Data supplied >>
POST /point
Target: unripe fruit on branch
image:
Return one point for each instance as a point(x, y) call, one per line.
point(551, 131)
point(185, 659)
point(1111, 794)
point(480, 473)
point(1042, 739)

Goal >> Revise the listing so that "unripe fruit" becomes "green fruit", with all other lines left unchanged.

Response to the task >>
POST /point
Target: green fruit on branch
image:
Return one point for each instance as a point(x, y) call, one per line.
point(551, 131)
point(185, 659)
point(1111, 794)
point(480, 473)
point(1042, 739)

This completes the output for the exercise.